> **OBJECTIVE**:
Reproduce each line of the material precisely.

----

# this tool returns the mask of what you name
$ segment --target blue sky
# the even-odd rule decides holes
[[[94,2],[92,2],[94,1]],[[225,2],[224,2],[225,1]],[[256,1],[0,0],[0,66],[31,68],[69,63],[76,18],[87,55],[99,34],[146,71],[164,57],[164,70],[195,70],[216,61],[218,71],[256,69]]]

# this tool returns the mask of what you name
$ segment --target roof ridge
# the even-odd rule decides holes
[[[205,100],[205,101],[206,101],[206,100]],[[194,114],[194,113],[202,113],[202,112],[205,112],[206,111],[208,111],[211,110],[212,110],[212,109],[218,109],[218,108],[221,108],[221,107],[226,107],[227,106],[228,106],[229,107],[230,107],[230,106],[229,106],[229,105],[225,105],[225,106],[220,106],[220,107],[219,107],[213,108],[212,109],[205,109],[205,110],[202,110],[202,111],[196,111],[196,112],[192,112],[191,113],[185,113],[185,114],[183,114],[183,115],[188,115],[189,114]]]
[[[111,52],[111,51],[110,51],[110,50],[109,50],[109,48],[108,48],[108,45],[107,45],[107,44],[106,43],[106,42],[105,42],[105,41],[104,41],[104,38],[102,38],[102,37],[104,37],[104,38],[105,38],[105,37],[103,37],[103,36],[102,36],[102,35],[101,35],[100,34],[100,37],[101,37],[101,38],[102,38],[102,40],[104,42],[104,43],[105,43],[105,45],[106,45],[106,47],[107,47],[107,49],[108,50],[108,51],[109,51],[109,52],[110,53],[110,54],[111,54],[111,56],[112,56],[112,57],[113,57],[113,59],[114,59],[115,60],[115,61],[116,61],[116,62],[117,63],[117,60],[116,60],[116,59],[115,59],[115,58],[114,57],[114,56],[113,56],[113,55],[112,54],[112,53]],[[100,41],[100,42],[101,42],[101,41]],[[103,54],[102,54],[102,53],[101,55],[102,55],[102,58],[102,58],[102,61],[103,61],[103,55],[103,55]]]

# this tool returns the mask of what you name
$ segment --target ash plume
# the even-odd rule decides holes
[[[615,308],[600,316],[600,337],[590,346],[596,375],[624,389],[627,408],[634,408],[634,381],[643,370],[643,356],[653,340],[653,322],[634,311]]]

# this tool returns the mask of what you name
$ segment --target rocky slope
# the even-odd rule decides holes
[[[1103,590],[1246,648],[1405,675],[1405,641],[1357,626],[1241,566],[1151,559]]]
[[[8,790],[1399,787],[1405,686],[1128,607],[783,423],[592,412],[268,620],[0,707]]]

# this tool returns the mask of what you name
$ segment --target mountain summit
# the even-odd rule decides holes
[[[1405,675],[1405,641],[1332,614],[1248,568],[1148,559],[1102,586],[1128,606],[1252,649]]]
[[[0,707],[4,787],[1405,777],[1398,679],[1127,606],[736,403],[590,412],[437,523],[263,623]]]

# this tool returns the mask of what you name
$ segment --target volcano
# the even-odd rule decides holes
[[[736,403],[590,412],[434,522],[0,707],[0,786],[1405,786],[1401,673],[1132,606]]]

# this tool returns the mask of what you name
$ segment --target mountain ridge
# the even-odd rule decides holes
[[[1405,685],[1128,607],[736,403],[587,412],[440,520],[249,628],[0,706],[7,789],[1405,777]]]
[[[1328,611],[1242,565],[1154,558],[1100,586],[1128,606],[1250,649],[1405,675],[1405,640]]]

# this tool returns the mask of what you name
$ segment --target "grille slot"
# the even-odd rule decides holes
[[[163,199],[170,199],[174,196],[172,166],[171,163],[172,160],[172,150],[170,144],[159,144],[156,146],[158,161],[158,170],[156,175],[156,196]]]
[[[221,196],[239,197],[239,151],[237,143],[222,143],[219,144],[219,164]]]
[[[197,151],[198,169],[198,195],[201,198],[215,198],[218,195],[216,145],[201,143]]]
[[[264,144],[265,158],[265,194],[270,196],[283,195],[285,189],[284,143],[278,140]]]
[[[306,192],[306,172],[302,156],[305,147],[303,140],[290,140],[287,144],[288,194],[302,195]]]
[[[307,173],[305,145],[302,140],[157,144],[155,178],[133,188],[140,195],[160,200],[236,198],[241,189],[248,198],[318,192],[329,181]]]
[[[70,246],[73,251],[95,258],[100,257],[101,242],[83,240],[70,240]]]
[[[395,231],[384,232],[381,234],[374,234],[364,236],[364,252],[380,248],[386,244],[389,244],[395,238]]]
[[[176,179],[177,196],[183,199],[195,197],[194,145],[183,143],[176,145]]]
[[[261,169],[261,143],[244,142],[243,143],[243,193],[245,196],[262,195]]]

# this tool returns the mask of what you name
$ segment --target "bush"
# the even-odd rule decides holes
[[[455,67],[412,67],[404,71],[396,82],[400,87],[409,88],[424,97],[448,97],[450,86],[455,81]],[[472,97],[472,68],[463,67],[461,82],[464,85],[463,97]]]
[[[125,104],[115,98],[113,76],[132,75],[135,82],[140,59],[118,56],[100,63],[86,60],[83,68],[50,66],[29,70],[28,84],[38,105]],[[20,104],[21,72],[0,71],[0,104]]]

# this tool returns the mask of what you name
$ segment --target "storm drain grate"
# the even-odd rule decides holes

----

> **EXERCISE RESULT**:
# this tool returns the mask of what you name
$ segment --target blue sky
# the even-odd rule decides holes
[[[94,2],[92,2],[94,1]],[[225,2],[224,2],[225,1]],[[256,1],[0,0],[0,66],[31,68],[69,63],[76,18],[87,55],[99,34],[146,71],[164,57],[164,70],[195,70],[216,61],[218,71],[256,69]]]

# this tool returns the mask of what you name
$ segment --target roof ridge
# the even-odd rule decides holes
[[[205,100],[205,101],[206,101],[206,100]],[[194,114],[194,113],[202,113],[202,112],[205,112],[206,111],[208,111],[211,110],[212,110],[212,109],[218,109],[218,108],[221,108],[221,107],[226,107],[227,106],[228,106],[229,107],[230,107],[230,106],[229,106],[229,105],[225,105],[225,106],[220,106],[220,107],[219,107],[213,108],[212,109],[205,109],[205,110],[202,110],[202,111],[196,111],[196,112],[192,112],[191,113],[185,113],[185,114],[183,114],[183,115],[188,115],[189,114]]]
[[[111,52],[111,51],[110,51],[110,50],[109,50],[109,48],[108,48],[108,45],[107,45],[107,44],[106,43],[106,42],[105,42],[105,41],[104,41],[104,38],[102,38],[102,37],[104,37],[104,38],[105,38],[105,37],[103,37],[103,36],[102,36],[102,35],[101,35],[100,34],[100,37],[101,37],[101,38],[102,38],[102,40],[104,42],[104,43],[105,43],[105,45],[106,45],[106,47],[107,47],[107,49],[108,50],[108,51],[109,51],[109,52],[110,53],[110,54],[111,54],[111,56],[112,56],[112,57],[113,57],[113,59],[114,59],[115,60],[115,61],[116,61],[116,62],[117,63],[117,60],[116,60],[116,59],[115,59],[115,58],[114,57],[114,56],[113,56],[113,55],[112,54],[112,53]],[[100,41],[100,42],[101,42],[101,41]],[[103,54],[102,54],[102,53],[101,55],[102,55],[102,58],[102,58],[102,61],[103,61],[103,55],[103,55]]]

# this tool returns the mask of what you name
$ segment --target ash plume
# the even-odd rule decides holes
[[[615,308],[600,316],[600,337],[590,346],[596,375],[624,389],[627,408],[634,408],[634,381],[643,370],[643,356],[653,340],[653,322],[634,311]]]

# this tool returns the mask of what you name
$ segment --target rocky slope
# the even-odd rule decides holes
[[[1103,590],[1246,648],[1405,675],[1405,641],[1357,626],[1241,566],[1151,559]]]
[[[8,790],[1399,787],[1405,686],[1128,607],[783,423],[592,412],[268,620],[0,707]]]

# this tool returns the mask of what you name
$ segment --target mountain summit
# the even-odd rule decides holes
[[[1405,675],[1405,641],[1332,614],[1248,568],[1148,559],[1102,586],[1128,606],[1252,649]]]
[[[0,707],[4,787],[1405,777],[1398,679],[1127,606],[736,403],[590,412],[437,523],[263,623]]]

# this tool returns the mask of what you name
$ segment --target volcano
# the even-odd rule decides holes
[[[736,403],[590,412],[434,522],[0,707],[0,786],[1405,786],[1401,673],[1132,606]]]

# this tool returns the mask of what you name
$ segment --target mountain ridge
# the even-odd rule decides holes
[[[1405,685],[1128,607],[736,403],[587,412],[440,520],[249,628],[0,706],[7,789],[1405,777]]]
[[[1328,611],[1242,565],[1154,558],[1100,586],[1128,606],[1250,649],[1405,675],[1405,640]]]

# this tool returns the mask of what you name
$ segment --target "grille slot"
# the even-odd rule decides holes
[[[163,199],[170,199],[174,196],[172,166],[171,163],[172,160],[172,150],[170,144],[159,144],[156,146],[158,161],[158,170],[156,175],[156,196]]]
[[[221,196],[239,197],[239,151],[237,143],[222,143],[219,144],[219,164]]]
[[[197,151],[198,169],[198,195],[201,198],[215,198],[218,195],[216,145],[201,143]]]
[[[264,144],[265,158],[265,194],[270,196],[283,195],[285,189],[284,143],[278,140]]]
[[[306,192],[306,172],[302,156],[305,147],[303,140],[290,140],[287,144],[288,194],[302,195]]]
[[[307,173],[305,145],[302,140],[157,144],[155,178],[133,188],[140,195],[160,200],[236,198],[241,189],[248,198],[318,192],[329,181]]]
[[[70,246],[73,251],[95,258],[100,257],[101,242],[83,240],[70,240]]]
[[[395,231],[384,232],[381,234],[374,234],[364,236],[364,252],[380,248],[386,244],[389,244],[395,238]]]
[[[176,179],[177,196],[183,199],[195,197],[194,145],[183,143],[176,145]]]
[[[261,169],[261,143],[244,142],[243,143],[243,193],[245,196],[262,195]]]

# this tool returns the mask of what you name
$ segment --target "bush"
# the even-odd rule decides holes
[[[455,67],[412,67],[404,71],[396,82],[400,87],[409,88],[424,97],[448,97],[450,86],[455,81]],[[472,97],[472,68],[463,67],[461,82],[464,85],[463,97]]]
[[[125,104],[115,98],[113,76],[132,75],[135,82],[140,59],[118,56],[100,63],[86,60],[83,68],[50,66],[29,70],[28,84],[38,105]],[[20,104],[21,72],[0,71],[0,104]]]

# this tool returns the mask of what you name
$ segment --target "storm drain grate"
# the even-odd rule decides holes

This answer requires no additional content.